*** THE RECORDS

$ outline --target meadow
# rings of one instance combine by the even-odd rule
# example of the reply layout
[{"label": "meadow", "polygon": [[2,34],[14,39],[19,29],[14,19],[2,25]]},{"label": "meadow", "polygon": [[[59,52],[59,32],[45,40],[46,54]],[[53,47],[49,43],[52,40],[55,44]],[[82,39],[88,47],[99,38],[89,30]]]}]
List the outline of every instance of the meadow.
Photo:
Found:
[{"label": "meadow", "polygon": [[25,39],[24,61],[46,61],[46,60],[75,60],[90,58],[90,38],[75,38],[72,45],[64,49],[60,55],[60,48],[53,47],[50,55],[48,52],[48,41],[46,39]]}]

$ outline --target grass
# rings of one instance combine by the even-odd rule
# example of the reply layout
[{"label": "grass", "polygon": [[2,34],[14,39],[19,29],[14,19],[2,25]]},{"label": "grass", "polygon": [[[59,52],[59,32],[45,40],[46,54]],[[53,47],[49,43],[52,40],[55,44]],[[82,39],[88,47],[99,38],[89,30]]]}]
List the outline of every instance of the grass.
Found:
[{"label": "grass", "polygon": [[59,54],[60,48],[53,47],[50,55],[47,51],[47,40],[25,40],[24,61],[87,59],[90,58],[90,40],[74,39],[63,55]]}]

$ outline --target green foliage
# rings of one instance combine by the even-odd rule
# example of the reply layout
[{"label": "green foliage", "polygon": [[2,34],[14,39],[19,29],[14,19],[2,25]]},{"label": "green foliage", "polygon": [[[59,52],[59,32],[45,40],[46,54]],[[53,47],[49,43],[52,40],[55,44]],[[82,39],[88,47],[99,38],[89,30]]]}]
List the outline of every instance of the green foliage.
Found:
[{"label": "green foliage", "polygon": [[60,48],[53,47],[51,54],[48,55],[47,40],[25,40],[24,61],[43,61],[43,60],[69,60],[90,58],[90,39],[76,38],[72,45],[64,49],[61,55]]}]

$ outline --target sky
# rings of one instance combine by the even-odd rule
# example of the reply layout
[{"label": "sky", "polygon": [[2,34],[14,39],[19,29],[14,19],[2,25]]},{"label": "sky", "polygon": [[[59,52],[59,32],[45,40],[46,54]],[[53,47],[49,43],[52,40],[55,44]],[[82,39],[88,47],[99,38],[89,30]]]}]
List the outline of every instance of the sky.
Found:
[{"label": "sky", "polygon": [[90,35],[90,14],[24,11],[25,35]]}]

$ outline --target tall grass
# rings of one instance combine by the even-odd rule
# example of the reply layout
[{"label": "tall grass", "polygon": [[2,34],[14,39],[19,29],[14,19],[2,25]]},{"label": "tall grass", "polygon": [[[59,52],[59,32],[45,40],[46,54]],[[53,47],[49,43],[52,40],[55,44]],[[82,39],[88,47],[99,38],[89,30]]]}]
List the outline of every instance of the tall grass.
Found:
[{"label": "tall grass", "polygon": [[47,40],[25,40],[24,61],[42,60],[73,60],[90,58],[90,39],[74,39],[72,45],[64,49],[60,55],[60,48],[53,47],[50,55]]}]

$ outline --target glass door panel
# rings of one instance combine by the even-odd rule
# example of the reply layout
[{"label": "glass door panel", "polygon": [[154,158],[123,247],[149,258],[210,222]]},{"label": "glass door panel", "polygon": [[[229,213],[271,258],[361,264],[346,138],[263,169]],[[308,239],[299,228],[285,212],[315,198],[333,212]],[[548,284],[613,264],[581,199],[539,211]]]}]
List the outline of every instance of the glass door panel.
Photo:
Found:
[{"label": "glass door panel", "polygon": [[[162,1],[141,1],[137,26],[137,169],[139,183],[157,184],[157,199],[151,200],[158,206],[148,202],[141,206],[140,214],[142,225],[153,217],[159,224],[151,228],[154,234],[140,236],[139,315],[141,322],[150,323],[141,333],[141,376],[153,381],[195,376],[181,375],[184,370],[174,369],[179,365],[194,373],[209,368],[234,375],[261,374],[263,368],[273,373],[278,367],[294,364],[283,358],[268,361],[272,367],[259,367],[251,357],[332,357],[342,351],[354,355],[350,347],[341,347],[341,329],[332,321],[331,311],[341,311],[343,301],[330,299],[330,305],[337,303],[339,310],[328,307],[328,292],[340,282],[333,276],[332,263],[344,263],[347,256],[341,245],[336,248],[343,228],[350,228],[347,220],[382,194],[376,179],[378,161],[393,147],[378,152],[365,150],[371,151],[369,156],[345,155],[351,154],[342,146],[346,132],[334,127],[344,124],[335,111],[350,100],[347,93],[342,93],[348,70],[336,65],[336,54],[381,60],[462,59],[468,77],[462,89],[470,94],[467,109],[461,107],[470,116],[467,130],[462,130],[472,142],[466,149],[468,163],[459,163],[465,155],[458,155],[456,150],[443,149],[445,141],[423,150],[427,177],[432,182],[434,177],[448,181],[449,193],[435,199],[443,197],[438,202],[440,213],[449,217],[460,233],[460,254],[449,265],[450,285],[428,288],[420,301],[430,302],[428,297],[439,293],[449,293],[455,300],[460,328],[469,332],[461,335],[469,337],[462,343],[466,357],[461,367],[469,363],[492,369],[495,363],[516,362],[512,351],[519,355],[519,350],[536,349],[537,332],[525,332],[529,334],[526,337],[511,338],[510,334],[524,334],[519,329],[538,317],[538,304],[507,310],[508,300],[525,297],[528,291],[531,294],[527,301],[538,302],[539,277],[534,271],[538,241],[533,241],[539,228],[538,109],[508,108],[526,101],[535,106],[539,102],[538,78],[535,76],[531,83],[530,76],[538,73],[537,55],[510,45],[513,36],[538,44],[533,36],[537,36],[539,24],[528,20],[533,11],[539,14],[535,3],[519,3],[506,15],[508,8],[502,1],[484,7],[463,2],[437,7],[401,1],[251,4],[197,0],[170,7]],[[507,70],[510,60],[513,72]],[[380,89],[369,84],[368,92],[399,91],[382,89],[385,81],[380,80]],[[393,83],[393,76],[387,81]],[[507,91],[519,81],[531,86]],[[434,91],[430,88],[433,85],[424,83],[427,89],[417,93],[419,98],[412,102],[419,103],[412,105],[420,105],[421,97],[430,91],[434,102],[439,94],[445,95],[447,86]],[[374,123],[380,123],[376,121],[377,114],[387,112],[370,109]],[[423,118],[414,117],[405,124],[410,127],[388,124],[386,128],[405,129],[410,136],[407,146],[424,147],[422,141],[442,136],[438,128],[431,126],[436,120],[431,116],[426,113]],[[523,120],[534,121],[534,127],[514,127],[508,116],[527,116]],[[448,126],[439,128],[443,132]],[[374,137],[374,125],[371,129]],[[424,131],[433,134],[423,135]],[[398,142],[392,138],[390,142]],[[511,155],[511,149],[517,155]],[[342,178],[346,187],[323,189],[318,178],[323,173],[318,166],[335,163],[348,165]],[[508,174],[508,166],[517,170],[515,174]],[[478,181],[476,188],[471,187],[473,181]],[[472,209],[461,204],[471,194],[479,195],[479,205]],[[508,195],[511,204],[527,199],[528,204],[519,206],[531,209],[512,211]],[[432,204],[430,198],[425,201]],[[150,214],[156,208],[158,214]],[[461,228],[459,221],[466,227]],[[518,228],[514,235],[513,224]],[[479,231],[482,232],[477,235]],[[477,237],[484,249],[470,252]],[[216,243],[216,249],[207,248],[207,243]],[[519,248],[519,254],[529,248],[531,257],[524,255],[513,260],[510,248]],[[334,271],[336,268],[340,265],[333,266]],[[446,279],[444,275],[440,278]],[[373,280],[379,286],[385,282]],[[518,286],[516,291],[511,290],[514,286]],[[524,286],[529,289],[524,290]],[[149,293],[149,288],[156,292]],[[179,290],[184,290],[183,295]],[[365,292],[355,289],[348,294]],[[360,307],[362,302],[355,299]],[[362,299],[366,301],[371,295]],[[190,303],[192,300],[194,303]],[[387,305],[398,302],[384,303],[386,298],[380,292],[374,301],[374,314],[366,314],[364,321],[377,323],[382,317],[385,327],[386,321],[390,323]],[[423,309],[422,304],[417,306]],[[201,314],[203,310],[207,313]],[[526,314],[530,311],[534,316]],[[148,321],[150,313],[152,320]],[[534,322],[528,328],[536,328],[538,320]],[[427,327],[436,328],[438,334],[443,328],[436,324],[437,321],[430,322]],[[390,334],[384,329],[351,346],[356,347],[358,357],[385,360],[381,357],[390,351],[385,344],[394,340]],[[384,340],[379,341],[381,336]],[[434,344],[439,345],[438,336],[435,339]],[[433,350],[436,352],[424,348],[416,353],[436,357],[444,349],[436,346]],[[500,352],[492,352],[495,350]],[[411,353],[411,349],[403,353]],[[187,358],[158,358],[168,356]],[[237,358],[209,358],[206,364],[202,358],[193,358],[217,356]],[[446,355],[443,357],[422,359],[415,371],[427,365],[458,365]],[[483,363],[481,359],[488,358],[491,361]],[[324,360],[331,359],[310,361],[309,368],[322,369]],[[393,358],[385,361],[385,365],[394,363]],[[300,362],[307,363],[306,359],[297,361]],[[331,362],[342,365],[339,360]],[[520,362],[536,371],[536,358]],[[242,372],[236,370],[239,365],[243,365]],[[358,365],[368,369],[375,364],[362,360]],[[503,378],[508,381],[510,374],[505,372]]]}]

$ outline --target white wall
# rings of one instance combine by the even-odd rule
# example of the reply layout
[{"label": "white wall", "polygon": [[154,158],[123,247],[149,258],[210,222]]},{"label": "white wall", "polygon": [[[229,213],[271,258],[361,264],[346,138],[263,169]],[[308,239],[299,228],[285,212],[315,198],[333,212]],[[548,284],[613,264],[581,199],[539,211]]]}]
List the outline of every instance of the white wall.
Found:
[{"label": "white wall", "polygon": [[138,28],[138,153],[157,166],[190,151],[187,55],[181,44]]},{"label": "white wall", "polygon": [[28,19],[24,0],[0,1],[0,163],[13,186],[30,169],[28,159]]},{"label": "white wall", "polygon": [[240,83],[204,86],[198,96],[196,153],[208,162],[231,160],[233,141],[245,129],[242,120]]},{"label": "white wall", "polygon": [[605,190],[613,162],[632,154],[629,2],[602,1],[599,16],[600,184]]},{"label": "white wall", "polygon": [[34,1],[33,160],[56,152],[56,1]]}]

******

(DO THIS): How many lines in the data above contain the word "List"? Reply with only the number.

(IN RESPONSE): 7